Data in this exercise below:

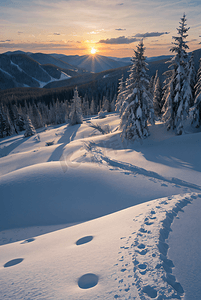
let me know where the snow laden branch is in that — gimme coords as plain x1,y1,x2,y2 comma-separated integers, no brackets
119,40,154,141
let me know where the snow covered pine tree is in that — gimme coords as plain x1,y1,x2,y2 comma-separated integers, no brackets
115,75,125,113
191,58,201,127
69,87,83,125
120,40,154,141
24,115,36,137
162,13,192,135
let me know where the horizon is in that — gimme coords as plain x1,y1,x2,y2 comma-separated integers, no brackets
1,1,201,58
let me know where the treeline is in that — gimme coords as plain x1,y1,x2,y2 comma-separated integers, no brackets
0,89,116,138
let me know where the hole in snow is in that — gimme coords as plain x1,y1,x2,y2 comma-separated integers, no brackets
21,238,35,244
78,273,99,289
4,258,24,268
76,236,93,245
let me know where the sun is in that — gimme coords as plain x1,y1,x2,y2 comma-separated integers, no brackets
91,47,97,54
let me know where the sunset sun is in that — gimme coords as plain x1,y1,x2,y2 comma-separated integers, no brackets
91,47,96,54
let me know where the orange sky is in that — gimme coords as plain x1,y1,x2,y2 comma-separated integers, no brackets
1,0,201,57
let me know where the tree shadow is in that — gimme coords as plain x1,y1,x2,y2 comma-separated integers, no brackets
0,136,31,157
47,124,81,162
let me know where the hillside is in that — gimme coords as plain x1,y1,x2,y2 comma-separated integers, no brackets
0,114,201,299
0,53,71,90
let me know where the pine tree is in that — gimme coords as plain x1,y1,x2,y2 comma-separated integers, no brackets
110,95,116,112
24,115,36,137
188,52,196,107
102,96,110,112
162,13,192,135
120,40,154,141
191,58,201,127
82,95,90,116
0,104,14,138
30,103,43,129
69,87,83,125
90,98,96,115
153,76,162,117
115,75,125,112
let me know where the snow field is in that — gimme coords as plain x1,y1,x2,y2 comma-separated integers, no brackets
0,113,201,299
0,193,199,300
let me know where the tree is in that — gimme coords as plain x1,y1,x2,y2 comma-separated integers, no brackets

End of Data in this exercise.

▶ [Problem details]: Word for word, set down every line of the records above, and leave the pictures out.

▶ [Solution to this task]:
let me know where the snow laden branch is in that — gimme coords as plain x1,y1,x2,y2 comma-separated integers, no brackets
119,40,154,141
let me know where the snow covered pine tree is in that — gimme coords as plain x1,y1,x2,y2 comma-separated integers, no brackets
115,75,125,113
191,58,201,127
69,87,83,125
120,40,154,141
24,115,36,137
162,13,192,135
let me know where the horizon is in that — gimme coords as plain x1,y1,x2,y2 comma-separated integers, no brackets
1,1,201,58
let me know where the treeline is in that — gimme coords as plain x1,y1,x2,y2 comma-separated integers, no brackets
0,89,116,138
let me know where the hole in snow is in that — gimme coords as plain x1,y1,x2,y2 comma-separated integers, no brackets
21,238,35,244
78,273,99,289
4,258,24,268
76,236,93,245
let me know where the sun is in that — gimme coords as plain x1,y1,x2,y2 comma-separated integers, no brackets
91,47,97,54
let me know where the sunset sun is in that — gimme coords as plain x1,y1,x2,y2 comma-separated integers, no brackets
91,47,96,54
let me know where the orange sky is in that — gimme coords as plain x1,y1,x2,y2 comma-separated integers, no brackets
1,0,201,57
let me know where the tree shadow is in that — gimme coords as plain x1,y1,x2,y2 comma-separated integers, no brackets
0,136,31,157
47,124,81,162
let me know where the hillside is in that — gimme coords as plain x1,y1,x2,y2 comma-separated integers, no brackets
0,114,201,299
0,53,71,90
let me know where the pine tree is in that — gimme coords as plain x1,y1,x2,y2 comma-separated integers, no brackets
110,95,116,112
24,115,36,137
188,52,196,107
102,96,110,112
162,13,192,135
120,40,154,141
191,58,201,127
82,95,90,116
0,104,14,138
30,103,43,129
69,87,83,125
90,98,96,115
153,76,162,117
115,75,125,112
let me know where the snow field is in that — gimme coords as plain x1,y1,x2,y2 comma-separated integers, no brackets
0,113,201,299
0,193,199,300
let me know where the tree is in that — gimme coords as plain x1,y1,x2,y2 comma-separated integers, no brackets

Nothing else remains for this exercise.